## Text shown
-------------------------

All business owners at some point, either through planning or lack of planning, will exit their business. Baldwin & Clarke’s Exit Planning Solutions employs the Seven Step Exit Planning Process TM to help business owners take control of the exit planning process and create a plan of their choice.
The Seven Steps:
- Exit Objectives1
- Financial Resources2
- Sell Your Company4
- Transfer Ownership5
- Business Continuity6
- Wealth/Estate Planning7
Step One: Your Exit Objectives. Each business owner’s unique objectives drive the creation of his or her Exit Plan. Step One establishes and tests your objectives so that your Exit Plan works to achieve your goals. Your key objectives are:
1) your desired departure date
2) the value that you want or need from the business
3) the individuals or entities to whom you want to sell/transfer your business.
Step Two: Your business and personal financial resources. The starting point for reaching your exit objectives begin here: How much is your business worth today? How much cash flow does it currently generate? How much income do your non-business assets produce? We then project future cash flow, as well as the future value of your business and non-business assets. Most importantly, the combination of Steps One and Two tells us the extent of value or cash flow increase that is necessary to meet your goals.
Step Three: Build and Preserve Value. Based on the first two steps, we make specific recommendations to help grow business value, protect existing value from the actions of others, and preserve company value by minimizing income taxes.
Possible Recommendations to build and preserve value:
- Management Team Development Plan
- Plan to Transition Management Responsibility
- Employee Compensation Review and Analysis
- Qualified Retirement Plan Changes
- Key Person Insurance Planning
- Key Employee Incentive Compensation Plan (Stock Bonus Plan, Phantom Stock Plan, Stock Appreciation Rights, Non-qualified Deferred Compensation Plan, Cash Bonus Plan)

-------------------------

## Listed entries
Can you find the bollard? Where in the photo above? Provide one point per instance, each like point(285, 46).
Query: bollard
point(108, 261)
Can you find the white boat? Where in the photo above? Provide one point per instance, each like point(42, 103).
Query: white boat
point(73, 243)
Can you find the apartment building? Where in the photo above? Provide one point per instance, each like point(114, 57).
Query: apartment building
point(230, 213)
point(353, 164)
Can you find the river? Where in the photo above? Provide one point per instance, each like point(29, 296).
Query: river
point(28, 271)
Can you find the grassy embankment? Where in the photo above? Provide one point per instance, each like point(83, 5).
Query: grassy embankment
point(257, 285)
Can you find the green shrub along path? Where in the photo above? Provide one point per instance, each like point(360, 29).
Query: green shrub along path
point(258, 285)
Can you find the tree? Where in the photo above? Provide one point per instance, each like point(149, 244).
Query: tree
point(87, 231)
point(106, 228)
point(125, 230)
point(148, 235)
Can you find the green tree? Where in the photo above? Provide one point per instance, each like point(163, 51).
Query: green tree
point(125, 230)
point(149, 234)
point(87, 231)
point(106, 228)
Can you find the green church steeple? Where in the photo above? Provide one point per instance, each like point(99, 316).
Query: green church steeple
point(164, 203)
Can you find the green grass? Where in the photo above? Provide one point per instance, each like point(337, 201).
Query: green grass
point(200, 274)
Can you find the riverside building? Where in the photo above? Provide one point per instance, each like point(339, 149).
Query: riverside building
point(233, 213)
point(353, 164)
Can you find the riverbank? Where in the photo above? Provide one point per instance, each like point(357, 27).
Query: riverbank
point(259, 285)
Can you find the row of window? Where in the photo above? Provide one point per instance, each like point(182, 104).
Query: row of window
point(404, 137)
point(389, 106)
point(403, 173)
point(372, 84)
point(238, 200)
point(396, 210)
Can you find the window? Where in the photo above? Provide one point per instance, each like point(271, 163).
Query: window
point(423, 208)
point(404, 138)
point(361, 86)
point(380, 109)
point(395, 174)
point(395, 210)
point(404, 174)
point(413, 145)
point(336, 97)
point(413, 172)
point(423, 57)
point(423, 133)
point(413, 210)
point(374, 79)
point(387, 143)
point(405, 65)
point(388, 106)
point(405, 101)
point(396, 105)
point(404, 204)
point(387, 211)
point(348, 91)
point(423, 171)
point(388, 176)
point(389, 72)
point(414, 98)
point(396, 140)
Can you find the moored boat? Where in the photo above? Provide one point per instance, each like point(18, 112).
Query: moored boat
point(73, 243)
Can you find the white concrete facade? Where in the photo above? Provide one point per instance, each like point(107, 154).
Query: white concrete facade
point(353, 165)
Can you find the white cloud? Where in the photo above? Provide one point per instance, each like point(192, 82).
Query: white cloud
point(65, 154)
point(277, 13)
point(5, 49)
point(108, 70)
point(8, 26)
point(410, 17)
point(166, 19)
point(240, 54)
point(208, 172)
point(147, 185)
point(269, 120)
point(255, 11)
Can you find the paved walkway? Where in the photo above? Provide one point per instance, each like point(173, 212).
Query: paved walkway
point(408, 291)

-------------------------

Print the passage of the exit planning text word for word, starting at "Step Three: Build" and ending at "minimizing income taxes.". The items after the text are not required for this exercise.

## The output
Step Three: Build and Preserve Value. Based on the first two steps, we make specific recommendations to help grow business value, protect existing value from the actions of others, and preserve company value by minimizing income taxes.